— begin SUPPLIED DATA —
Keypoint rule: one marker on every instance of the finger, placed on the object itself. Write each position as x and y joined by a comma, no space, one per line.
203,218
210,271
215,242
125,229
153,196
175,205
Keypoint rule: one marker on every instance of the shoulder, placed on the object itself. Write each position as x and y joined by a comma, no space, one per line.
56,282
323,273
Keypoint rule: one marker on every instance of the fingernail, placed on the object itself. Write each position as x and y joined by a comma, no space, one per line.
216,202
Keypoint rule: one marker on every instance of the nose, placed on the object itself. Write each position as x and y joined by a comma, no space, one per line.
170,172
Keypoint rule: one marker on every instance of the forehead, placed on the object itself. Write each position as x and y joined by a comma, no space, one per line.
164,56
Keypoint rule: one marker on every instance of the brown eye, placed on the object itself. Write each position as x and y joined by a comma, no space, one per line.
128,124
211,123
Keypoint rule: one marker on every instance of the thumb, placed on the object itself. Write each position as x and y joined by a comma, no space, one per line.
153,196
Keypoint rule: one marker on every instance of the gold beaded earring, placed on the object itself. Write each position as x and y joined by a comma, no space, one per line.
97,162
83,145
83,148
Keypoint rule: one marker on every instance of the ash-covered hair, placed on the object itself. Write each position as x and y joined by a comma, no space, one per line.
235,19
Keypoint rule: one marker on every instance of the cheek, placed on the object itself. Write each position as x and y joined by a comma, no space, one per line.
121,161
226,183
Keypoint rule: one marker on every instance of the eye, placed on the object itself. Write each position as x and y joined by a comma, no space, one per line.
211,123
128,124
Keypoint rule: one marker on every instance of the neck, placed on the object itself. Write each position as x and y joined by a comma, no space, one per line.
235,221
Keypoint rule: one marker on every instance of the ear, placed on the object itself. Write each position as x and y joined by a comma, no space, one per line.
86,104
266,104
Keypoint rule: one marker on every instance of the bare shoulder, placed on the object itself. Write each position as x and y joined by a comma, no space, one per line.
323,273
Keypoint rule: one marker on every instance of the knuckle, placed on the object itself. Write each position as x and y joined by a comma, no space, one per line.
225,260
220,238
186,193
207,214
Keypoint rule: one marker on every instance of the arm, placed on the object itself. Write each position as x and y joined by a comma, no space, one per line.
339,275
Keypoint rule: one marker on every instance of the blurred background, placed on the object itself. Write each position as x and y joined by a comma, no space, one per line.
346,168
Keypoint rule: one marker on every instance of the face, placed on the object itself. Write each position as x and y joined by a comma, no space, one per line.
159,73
— end SUPPLIED DATA —
■ **JOB**:
Reproduce all of the data above line for line, with no changes.

■ **THE OUTPUT**:
Keypoint rule: one marker on every instance of the finger, placed on the object itself. Write each position as x and y joined by a comma, no space, one per line.
203,218
210,271
215,242
125,229
153,196
175,205
Keypoint rule: one marker on every instance of the shoulder, placed on the object itself. Write each position as x and y joined by a comma, no space, one per line.
56,282
323,273
Keypoint rule: one marker on every instance of the fingernail, placed on the object itself. Write each position as x and y joined by a comma, no space, one per line.
216,202
Keypoint rule: one marker on every instance of the nose, placed on the object itself. Write each position as x and y joined by a comma, no space, one per line.
170,172
Keypoint rule: one marker on every instance of the forehead, placed on the object itself. Write each position as x and y joined by a comma, no space, one per line.
164,56
Keypoint rule: one marker on every instance of the brown eye, placed on the object itself. Write each position as x and y joined by a comma, no space, one per line.
128,124
211,123
Keypoint rule: one marker on every instance of the thumb, placed on the object itself. Write each position as x and y joined by a comma, no space, one per line.
153,196
Keypoint rule: one marker on every instance of the gold beaded earring, placed on the object itself. Write each position as x and y joined by a comma, no space, one per line.
97,162
83,145
83,148
Keypoint rule: one marker on every instance of the ash-covered hair, placed on the object itself. Write each position as x and y joined by a comma, no space, one per line.
235,19
Keypoint rule: one marker on every instance of the cheek, placed on the object itself. Write each position as x and y joined by a comma, no space, one per line.
121,161
226,183
Keypoint rule: one marker on every instance of the eye, placed on the object itself. Write each position as x and y joined by a comma, no space, one per line.
211,123
128,124
Keypoint rule: one marker on every instance of the neck, placed on the object itself. Write each position as x and y joined by a comma, no space, one per line.
235,221
Keypoint rule: one marker on every instance of the ear, placed on the object itself. Write each position as x and y joined by a comma, no space, one per line.
86,104
266,104
Keypoint rule: one marker on every instance of the bare shoulder, placed on the object itself. Write each position as x and y joined by a comma, no space, one per line.
323,273
Keypoint rule: one marker on every instance of the knuckle, placed on the object itself. Write each position as x and y joined by a comma, no space, one per line.
225,260
220,238
186,193
207,214
Keypoint rule: one marker on every instance of the arm, placed on the object itself. Write each position as x and y joined by a comma, no space, one per line.
339,275
Keypoint rule: one marker on every instance of the blurred background, placed on the object itself. Write each position as x and y joined by a comma, no space, one per line.
346,168
Keypoint rule: one marker on every instance of the face, placed on the object itself. Write each position as x and y joined by a comma, no space, one per line.
159,73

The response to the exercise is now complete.